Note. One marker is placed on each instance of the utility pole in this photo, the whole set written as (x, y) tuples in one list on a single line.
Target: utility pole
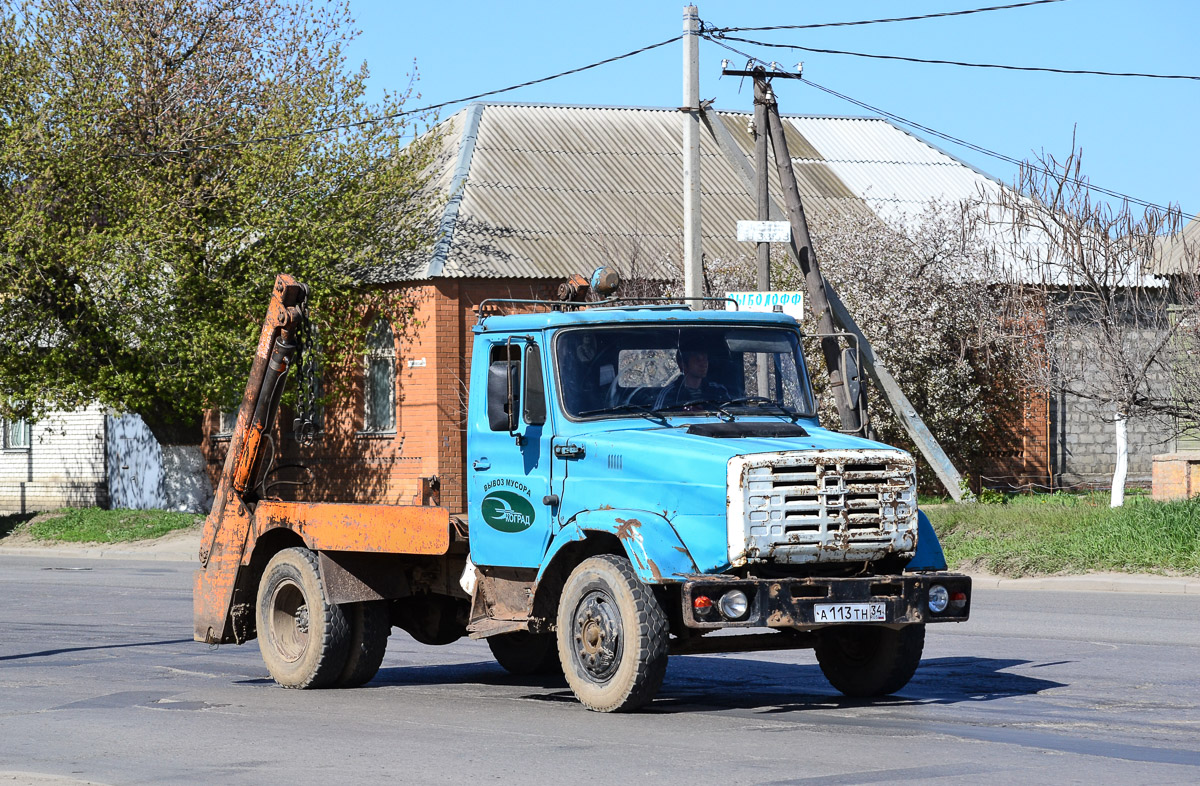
[(802, 249), (832, 307), (693, 261), (762, 196)]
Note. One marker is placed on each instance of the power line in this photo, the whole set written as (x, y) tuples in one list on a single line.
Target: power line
[(940, 135), (394, 115), (847, 24), (959, 63)]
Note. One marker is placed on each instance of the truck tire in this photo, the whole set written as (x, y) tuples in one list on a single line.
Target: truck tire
[(523, 653), (304, 637), (612, 636), (370, 629), (869, 660)]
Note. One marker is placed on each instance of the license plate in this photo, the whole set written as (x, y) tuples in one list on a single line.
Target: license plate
[(850, 613)]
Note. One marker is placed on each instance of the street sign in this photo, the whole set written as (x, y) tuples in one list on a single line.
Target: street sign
[(765, 232), (790, 303)]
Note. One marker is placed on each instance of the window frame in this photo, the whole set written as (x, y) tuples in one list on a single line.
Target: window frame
[(6, 426), (376, 354)]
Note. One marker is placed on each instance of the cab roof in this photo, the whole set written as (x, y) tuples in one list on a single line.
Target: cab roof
[(627, 315)]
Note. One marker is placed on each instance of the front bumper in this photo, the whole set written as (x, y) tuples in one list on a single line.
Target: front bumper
[(790, 603)]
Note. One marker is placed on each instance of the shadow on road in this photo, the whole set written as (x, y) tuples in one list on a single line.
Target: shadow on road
[(741, 683), (47, 653)]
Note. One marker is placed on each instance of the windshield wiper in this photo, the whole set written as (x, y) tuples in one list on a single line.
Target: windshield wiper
[(762, 401), (639, 409)]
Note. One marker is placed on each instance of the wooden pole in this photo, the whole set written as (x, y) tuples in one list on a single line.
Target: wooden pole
[(693, 261), (802, 249), (879, 373)]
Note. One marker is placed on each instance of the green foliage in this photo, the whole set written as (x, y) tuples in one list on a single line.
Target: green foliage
[(139, 239), (1066, 533), (96, 526)]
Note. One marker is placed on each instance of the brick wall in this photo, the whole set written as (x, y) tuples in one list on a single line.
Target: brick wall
[(1020, 454), (433, 341), (64, 465)]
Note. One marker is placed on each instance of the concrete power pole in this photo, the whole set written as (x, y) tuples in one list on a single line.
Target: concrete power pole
[(693, 261)]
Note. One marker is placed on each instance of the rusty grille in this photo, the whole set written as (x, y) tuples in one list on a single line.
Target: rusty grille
[(827, 505)]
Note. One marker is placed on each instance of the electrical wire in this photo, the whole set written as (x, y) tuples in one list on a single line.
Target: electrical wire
[(394, 115), (960, 63), (847, 24), (934, 132)]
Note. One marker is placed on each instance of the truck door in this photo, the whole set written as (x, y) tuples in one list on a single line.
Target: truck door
[(509, 456)]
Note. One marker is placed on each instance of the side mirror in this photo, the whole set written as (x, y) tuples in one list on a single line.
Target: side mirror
[(851, 375), (502, 382), (535, 388)]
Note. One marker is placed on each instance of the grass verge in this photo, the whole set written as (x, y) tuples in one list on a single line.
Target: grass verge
[(1042, 534), (96, 526)]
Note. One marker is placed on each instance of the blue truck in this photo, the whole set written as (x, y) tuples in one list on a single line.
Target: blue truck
[(641, 477)]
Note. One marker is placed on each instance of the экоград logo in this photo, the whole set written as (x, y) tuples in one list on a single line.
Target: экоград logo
[(507, 511)]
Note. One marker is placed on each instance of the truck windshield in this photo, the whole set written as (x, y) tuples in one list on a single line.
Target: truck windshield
[(606, 372)]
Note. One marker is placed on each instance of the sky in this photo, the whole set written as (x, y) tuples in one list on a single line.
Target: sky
[(1138, 136)]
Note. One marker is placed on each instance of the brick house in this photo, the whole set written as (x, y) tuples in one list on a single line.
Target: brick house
[(541, 192)]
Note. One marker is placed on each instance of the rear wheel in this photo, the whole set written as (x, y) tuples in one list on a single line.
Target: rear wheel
[(370, 628), (612, 636), (304, 637), (868, 660), (523, 653)]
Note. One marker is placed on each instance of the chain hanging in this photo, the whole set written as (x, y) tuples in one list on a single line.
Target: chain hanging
[(307, 363)]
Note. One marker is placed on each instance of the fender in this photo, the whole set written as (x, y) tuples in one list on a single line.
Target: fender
[(651, 543), (929, 555)]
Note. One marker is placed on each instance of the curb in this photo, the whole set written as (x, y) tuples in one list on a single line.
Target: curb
[(1085, 583), (97, 552), (1096, 583)]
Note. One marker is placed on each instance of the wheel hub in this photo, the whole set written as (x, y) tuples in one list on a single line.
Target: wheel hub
[(288, 621), (598, 635)]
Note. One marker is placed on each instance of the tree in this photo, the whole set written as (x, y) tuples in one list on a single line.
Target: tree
[(922, 293), (160, 163), (1109, 330)]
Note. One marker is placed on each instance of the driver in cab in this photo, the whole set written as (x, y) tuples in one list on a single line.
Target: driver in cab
[(691, 385)]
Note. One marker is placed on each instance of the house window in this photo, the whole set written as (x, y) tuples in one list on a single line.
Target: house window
[(16, 435), (228, 420), (379, 393)]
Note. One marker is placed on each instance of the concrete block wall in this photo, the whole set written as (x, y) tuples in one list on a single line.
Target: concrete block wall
[(63, 467), (1087, 442)]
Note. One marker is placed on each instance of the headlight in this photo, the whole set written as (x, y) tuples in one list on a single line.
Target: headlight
[(733, 604), (939, 599)]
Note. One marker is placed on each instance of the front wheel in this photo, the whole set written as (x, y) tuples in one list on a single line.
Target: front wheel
[(612, 636), (868, 660), (301, 635)]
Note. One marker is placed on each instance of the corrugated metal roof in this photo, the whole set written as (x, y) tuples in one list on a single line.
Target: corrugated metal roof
[(1181, 252), (553, 191)]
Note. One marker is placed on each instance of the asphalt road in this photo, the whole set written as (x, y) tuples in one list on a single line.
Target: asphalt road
[(101, 682)]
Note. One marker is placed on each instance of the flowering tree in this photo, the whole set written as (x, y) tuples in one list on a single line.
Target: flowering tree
[(921, 291), (160, 163)]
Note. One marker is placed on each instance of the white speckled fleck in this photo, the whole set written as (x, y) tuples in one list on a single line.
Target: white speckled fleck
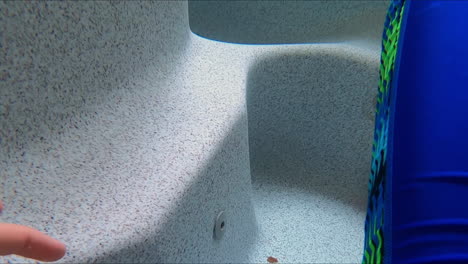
[(123, 134)]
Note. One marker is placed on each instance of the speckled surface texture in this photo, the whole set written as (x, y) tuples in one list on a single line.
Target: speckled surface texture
[(123, 134), (277, 21)]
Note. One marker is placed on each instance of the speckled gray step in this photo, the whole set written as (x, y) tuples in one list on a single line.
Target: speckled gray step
[(124, 135)]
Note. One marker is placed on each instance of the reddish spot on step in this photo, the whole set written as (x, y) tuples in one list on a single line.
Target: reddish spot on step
[(272, 260)]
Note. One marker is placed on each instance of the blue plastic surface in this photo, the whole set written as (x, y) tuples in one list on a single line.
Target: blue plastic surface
[(428, 152)]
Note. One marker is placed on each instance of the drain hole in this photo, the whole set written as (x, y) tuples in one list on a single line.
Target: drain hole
[(220, 226)]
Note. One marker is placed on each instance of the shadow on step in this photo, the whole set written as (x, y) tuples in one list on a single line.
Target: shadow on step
[(311, 123), (186, 233)]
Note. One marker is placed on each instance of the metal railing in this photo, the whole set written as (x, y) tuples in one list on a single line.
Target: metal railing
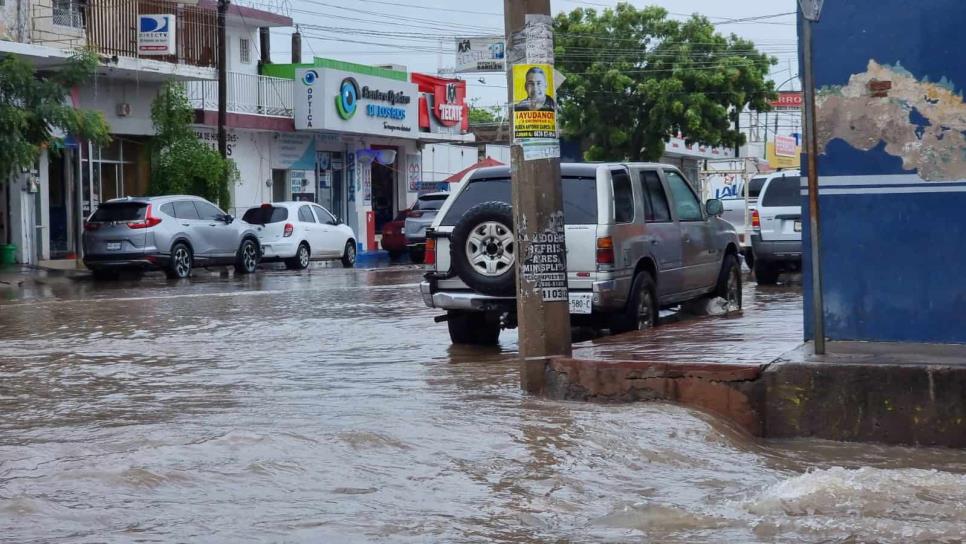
[(247, 93)]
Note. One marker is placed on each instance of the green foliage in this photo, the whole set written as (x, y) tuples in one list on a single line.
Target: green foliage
[(33, 106), (182, 163), (635, 78)]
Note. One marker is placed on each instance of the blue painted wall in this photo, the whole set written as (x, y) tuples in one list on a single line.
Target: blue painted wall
[(894, 244)]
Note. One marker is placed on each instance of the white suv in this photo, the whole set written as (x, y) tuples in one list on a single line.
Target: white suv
[(776, 221), (299, 232), (638, 240)]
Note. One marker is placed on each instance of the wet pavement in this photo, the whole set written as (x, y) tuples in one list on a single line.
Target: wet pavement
[(328, 406)]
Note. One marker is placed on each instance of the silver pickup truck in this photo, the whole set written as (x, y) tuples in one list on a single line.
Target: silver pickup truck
[(637, 240)]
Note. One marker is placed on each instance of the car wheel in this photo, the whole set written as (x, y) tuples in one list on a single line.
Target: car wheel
[(104, 274), (349, 255), (473, 328), (181, 261), (765, 273), (641, 311), (729, 283), (247, 259), (484, 249), (301, 259)]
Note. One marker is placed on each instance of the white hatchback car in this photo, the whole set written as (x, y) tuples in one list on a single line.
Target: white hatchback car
[(297, 233)]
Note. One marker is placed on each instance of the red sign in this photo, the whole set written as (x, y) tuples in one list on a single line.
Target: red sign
[(788, 99)]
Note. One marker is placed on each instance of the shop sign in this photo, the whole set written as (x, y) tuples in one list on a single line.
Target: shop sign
[(336, 100), (480, 55), (156, 34)]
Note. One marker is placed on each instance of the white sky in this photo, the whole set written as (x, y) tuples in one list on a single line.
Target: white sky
[(408, 32)]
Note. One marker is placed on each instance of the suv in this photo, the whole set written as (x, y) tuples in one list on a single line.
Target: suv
[(637, 238), (777, 227), (171, 233)]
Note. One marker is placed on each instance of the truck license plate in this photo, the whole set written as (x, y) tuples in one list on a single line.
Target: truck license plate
[(581, 303)]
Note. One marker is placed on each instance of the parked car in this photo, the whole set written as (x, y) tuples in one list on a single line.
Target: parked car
[(638, 240), (170, 233), (394, 236), (297, 233), (420, 216), (777, 227)]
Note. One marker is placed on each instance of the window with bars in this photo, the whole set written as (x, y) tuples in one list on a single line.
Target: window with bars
[(68, 13), (245, 50)]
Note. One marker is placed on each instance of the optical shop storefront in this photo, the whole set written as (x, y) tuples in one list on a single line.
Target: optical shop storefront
[(366, 123)]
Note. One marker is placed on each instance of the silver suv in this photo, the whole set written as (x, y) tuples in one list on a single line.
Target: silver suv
[(638, 240), (170, 233)]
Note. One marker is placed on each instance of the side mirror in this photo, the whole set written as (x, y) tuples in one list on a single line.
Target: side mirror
[(714, 207)]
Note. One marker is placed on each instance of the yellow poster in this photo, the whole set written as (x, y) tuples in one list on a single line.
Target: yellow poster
[(534, 107), (780, 161)]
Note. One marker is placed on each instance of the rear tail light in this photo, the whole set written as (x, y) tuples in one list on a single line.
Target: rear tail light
[(430, 256), (148, 221), (605, 250)]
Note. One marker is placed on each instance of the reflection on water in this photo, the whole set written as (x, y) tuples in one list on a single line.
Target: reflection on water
[(328, 406)]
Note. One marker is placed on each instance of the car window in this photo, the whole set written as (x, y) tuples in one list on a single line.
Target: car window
[(323, 215), (265, 215), (120, 212), (305, 214), (785, 191), (755, 185), (185, 209), (655, 201), (623, 197), (207, 211), (580, 198), (685, 202)]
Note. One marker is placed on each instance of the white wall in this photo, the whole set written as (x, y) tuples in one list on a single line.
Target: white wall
[(104, 95)]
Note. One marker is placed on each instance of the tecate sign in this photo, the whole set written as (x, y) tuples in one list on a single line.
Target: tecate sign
[(156, 34), (335, 100)]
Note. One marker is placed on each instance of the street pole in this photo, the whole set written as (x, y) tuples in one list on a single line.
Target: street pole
[(543, 311), (811, 10), (222, 79)]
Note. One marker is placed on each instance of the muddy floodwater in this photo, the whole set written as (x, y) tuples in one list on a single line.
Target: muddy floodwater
[(327, 406)]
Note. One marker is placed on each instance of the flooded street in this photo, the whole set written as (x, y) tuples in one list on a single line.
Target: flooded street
[(328, 406)]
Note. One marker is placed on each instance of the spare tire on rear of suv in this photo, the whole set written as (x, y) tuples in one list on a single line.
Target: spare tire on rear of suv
[(483, 249)]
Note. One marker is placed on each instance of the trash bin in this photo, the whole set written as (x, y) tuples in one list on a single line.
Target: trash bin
[(8, 253)]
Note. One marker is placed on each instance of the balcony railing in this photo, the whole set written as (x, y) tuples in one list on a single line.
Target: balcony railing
[(247, 93)]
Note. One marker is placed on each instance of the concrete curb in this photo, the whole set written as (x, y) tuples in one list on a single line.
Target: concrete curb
[(922, 404)]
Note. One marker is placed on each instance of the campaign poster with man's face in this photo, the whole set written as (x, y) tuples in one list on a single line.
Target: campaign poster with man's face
[(534, 107)]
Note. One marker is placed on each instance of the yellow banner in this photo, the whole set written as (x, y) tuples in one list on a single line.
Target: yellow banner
[(534, 106), (778, 161)]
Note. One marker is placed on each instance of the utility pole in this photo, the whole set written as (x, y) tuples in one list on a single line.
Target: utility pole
[(811, 11), (543, 310), (222, 79)]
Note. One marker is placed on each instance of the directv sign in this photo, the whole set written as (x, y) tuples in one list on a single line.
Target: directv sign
[(156, 34), (339, 101)]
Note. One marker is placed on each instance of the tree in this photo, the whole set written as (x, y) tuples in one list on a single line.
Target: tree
[(32, 109), (182, 163), (635, 78)]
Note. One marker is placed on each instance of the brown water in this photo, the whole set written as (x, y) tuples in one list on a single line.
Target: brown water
[(328, 407)]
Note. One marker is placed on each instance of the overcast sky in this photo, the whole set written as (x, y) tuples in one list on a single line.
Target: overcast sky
[(420, 34)]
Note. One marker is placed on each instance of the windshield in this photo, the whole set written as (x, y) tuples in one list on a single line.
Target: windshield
[(580, 199), (264, 216), (783, 192), (120, 212)]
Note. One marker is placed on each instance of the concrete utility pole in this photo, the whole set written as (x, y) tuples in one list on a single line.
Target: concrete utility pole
[(811, 11), (543, 310), (222, 79)]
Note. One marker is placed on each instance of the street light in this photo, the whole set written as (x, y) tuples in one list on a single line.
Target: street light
[(811, 11)]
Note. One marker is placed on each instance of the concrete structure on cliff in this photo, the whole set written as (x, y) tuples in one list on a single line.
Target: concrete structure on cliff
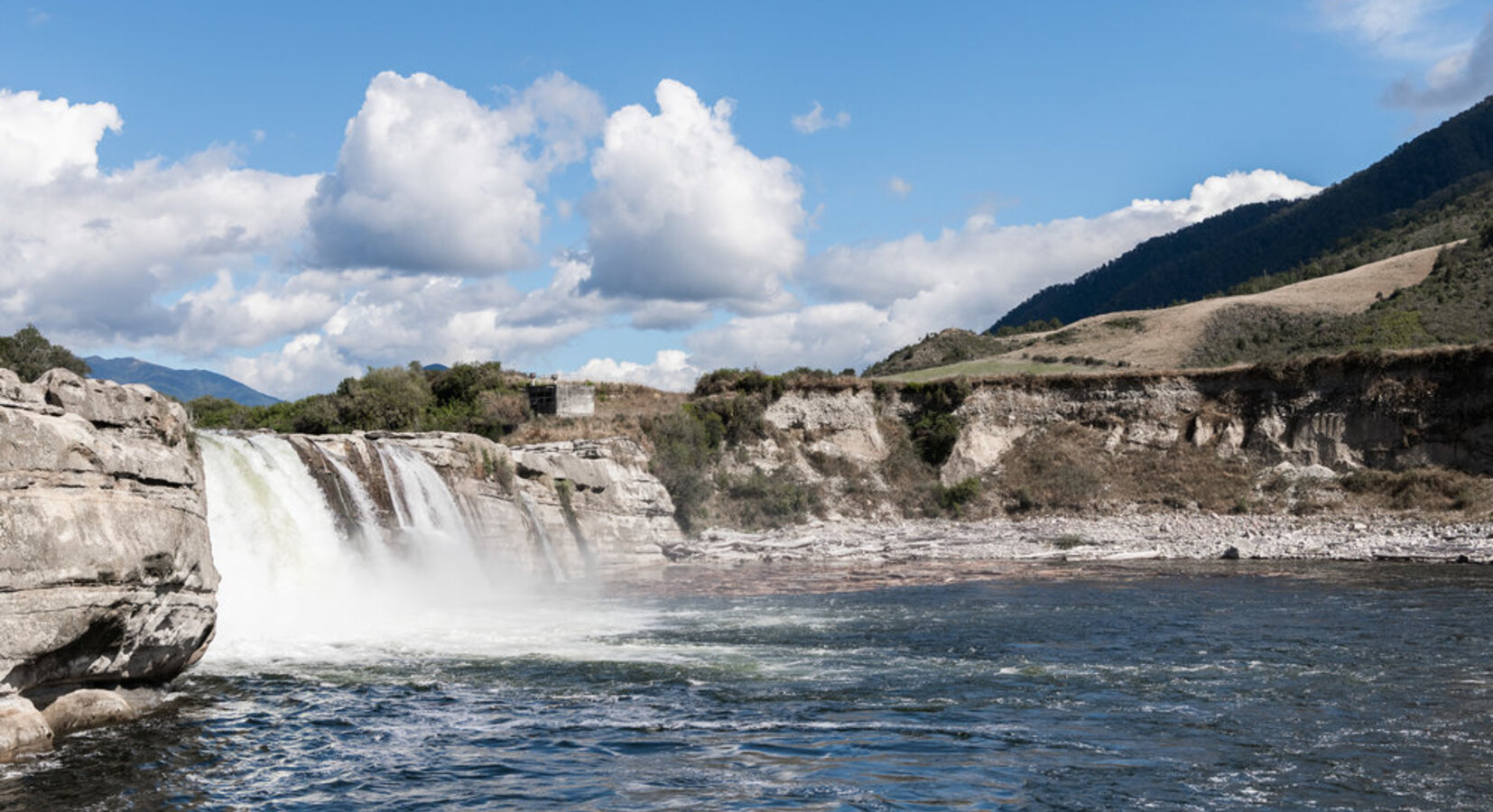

────────

WORK REQUIRED:
Give the entries in the stretch from the line containing "the window with" through the line containing "[(714, 207)]" as a CSV with two columns, entry_text and answer. Use one row per entry, and put each value in a single quoted field with its line breaks replaced by spaces.

RESULT:
entry_text,answer
"Note. One marker is placed on each instance of the window with bars in this photo, the whole set written as (x, y) tuples in one list on a single line. Target: window with bars","[(68, 13), (245, 50)]"
"Note. One marker is placed on each instance of the optical shop storefront in this photo, the whole set written as (x, y) tuples in one list on a single line. Target: optical shop storefront","[(366, 123)]"
"Note. One marker is placed on each instance of the silver suv in this photo, the whole set written as (x, y) tuples in one list on a single line. Target: silver suv","[(638, 240), (170, 233)]"
"Note. One marker is placed on each instance of the side mirror in this photo, the whole set written as (x, y) tuples in one list on a single line. Target: side mirror","[(714, 207)]"